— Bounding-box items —
################
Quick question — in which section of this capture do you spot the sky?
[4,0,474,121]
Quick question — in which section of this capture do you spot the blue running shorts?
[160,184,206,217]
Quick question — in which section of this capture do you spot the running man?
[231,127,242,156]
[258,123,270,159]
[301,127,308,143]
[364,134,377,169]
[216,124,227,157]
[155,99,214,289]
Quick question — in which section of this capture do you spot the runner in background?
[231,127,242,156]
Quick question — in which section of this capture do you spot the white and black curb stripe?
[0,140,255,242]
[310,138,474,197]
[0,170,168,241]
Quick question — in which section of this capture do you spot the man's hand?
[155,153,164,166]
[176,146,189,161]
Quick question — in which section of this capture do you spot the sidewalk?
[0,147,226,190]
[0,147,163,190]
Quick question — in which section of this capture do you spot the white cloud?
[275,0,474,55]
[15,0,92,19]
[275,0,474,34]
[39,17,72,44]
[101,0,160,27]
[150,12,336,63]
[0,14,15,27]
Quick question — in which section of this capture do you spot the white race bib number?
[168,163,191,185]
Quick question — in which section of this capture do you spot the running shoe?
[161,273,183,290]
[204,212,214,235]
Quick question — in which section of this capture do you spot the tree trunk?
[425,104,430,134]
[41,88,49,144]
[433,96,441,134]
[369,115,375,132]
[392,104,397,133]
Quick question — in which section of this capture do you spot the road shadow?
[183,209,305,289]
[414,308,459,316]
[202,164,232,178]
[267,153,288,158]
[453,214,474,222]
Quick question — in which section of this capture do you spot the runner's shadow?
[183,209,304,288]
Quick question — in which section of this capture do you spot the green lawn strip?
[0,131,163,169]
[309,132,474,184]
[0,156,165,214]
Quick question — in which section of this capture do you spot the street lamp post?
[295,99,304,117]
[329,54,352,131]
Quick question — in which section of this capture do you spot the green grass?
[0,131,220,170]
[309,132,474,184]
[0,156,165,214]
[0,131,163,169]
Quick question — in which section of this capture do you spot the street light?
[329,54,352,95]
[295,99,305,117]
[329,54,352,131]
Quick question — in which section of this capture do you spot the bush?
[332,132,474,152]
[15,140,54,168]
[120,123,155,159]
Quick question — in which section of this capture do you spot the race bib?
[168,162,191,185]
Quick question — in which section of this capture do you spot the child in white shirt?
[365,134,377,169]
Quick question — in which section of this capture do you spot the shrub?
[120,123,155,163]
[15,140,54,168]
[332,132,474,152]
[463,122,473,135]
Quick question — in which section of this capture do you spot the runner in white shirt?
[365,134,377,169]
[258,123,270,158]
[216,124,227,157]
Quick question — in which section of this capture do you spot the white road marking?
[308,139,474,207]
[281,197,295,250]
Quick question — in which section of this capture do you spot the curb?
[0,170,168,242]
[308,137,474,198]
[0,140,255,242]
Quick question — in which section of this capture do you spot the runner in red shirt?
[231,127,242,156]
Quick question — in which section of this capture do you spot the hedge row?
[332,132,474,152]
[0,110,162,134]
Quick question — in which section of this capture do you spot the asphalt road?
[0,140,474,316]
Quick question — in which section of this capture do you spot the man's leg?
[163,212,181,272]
################
— WHAT IS EXPECTED —
Duplicate every line of the items above, changing nothing.

— EXERCISE SOLUTION —
Quick question — in which section of this capture do you spot the sky?
[4,0,474,121]
Quick question — in which section of this capture do you spot the blue running shorts?
[160,184,206,217]
Quick question — in which section of this capture do you spot the running man?
[231,127,242,156]
[258,123,270,159]
[301,127,308,143]
[364,134,377,169]
[216,124,227,157]
[155,99,214,289]
Quick question — in which section of this capture do you spot the runner in background?
[231,127,242,156]
Quick question — in which section of this capture do you spot the white and black curb stripe?
[0,140,255,242]
[310,138,474,197]
[0,170,168,241]
Quick question — in which section of this capture do you spot the man's hand?
[155,153,164,166]
[176,146,189,161]
Quick question — in which section of this capture do you spot the sidewalk?
[0,147,226,190]
[0,147,163,190]
Quick question — in which section of this capture do you spot the white cloud?
[275,0,474,55]
[15,0,92,19]
[275,0,474,34]
[39,17,72,44]
[101,0,160,27]
[150,12,336,63]
[0,14,15,27]
Quick question — in which section of this capture do you spot the white race bib number?
[168,163,191,185]
Quick question — in which section of this capture do you spot the running shoe?
[161,273,183,290]
[204,212,214,235]
Quick question — in which section of this capture do you spot the tree trunk?
[425,104,430,134]
[41,88,49,144]
[433,96,441,134]
[369,115,375,132]
[392,104,397,133]
Quick question — in which section of this capture do you spot the road shadow?
[183,209,305,289]
[414,308,459,316]
[202,164,232,178]
[267,153,288,158]
[453,214,474,222]
Quick question — in which section of this capture do you spot the runner's shadow?
[183,209,304,288]
Quick question — in which section of this capture do you spot the green lawn strip?
[0,131,163,169]
[309,132,474,184]
[0,156,165,214]
Quick question — in which section of this capture do you spot the street lamp post?
[295,99,304,117]
[329,54,352,131]
Quick question — in which section of this capture do you spot the green grass?
[0,131,220,170]
[309,132,474,184]
[0,156,165,214]
[0,131,163,169]
Quick question — in which section of this capture do you spot the street light?
[329,54,352,95]
[295,99,305,117]
[329,54,352,131]
Quick question — in which section of this capture do you spot the bush?
[332,132,474,152]
[15,140,54,168]
[120,123,155,159]
Quick question — in which section of this capture do you spot the race bib?
[168,162,191,185]
Quick question — in which section of this capture do you spot the child in white shirt?
[365,134,377,169]
Quick question — in which section of this capture do you spot the shrub?
[120,123,155,163]
[15,140,54,168]
[332,132,474,152]
[463,122,473,135]
Quick question — in which section of this capture do you spot the runner in white shirt?
[365,134,377,169]
[258,123,270,158]
[216,124,227,157]
Quick question — in which section of this capture do you spot the white road marking?
[308,139,474,207]
[281,197,295,250]
Quick question — in which section of this capture do you spot the curb?
[0,170,168,242]
[308,137,474,198]
[0,140,255,242]
Quick question — in which section of this capture do you spot the runner in red shirt?
[231,127,242,156]
Quick question — in which section of this capture do you spot the hedge row?
[332,132,474,152]
[0,110,162,134]
Quick question — in which section of this capture do you spot the asphalt road?
[0,140,474,316]
Quick question — in which section of this capture do you spot the man's leg?
[163,212,181,272]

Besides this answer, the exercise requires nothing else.